§ What you have to do: How many lines of the records contain the word "white" with the same capitalization? Give only the number.

::: Provided data :::

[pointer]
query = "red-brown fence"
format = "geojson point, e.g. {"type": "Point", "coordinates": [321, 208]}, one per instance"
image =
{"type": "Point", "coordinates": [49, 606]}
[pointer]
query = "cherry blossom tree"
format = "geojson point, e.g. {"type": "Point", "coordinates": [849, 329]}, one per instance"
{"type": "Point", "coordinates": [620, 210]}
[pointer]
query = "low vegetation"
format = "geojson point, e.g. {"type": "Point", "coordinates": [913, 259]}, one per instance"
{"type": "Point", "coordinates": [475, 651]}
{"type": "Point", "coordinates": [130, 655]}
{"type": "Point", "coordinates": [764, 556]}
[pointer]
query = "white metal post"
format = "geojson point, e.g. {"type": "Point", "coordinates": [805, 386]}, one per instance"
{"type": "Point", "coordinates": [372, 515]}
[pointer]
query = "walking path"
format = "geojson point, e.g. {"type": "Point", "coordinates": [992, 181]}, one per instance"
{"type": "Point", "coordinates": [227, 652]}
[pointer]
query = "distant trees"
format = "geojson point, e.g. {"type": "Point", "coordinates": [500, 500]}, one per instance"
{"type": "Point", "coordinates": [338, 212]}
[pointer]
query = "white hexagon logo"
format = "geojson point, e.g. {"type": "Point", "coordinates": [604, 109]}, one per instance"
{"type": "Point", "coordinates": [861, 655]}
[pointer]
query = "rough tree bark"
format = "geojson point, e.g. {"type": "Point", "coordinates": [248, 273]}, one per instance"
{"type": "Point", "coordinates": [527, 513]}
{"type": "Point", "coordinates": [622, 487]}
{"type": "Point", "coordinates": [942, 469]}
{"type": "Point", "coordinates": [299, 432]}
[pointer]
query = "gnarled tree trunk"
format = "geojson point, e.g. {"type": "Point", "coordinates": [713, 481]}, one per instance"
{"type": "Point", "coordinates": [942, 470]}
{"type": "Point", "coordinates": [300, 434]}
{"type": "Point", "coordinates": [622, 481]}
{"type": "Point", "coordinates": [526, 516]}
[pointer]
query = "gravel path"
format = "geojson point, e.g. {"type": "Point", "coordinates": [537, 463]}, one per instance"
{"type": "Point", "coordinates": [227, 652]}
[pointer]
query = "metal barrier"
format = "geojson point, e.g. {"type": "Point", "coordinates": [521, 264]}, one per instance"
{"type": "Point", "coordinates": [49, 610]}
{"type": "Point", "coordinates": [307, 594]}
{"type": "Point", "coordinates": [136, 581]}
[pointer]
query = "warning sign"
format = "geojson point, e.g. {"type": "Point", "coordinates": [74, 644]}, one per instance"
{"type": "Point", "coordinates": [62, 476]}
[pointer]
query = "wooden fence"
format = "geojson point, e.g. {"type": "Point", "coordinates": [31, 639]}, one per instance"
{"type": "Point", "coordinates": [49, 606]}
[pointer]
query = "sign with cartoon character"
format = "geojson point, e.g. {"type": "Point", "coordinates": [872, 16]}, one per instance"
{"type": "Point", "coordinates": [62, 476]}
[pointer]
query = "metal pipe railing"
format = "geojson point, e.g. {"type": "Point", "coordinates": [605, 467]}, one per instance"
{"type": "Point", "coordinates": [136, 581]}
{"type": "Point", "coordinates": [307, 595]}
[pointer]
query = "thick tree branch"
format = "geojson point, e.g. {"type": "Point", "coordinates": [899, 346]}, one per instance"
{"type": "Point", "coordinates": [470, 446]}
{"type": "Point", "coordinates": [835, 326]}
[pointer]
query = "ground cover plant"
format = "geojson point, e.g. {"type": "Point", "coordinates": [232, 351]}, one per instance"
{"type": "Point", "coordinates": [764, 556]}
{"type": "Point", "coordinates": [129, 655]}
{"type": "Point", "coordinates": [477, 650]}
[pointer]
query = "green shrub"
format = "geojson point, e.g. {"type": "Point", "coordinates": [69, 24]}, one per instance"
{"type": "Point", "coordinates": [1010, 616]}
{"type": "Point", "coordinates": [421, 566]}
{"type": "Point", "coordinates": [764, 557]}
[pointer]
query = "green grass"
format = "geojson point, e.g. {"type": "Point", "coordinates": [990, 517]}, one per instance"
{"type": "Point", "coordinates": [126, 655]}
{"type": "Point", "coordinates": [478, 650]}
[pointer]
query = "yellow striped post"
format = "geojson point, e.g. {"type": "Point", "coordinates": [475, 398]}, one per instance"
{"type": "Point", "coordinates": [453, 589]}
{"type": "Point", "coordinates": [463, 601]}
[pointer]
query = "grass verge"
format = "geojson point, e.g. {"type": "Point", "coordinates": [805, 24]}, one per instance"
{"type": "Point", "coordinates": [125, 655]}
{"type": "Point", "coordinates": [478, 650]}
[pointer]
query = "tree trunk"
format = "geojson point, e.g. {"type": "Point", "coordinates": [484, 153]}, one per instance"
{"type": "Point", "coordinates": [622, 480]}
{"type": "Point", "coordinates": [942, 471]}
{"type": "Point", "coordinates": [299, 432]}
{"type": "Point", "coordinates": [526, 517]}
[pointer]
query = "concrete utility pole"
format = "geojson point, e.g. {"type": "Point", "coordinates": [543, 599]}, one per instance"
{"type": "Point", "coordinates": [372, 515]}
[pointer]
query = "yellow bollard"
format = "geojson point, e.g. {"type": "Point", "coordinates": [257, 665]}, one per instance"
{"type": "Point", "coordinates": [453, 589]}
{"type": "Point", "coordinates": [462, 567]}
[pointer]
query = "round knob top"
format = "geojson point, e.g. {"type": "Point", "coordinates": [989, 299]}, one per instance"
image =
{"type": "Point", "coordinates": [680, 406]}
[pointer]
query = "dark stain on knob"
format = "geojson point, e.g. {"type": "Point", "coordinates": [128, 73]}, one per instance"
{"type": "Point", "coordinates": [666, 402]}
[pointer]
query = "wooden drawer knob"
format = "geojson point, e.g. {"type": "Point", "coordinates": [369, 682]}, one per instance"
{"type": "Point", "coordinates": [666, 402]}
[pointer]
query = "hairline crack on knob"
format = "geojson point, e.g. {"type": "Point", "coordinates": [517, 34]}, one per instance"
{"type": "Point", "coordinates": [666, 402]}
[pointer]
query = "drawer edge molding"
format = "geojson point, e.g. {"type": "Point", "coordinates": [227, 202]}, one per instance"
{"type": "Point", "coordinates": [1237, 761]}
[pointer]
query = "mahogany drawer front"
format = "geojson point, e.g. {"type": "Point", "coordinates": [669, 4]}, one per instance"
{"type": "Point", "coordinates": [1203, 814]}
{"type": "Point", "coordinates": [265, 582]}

:::

§ Result for this task: 2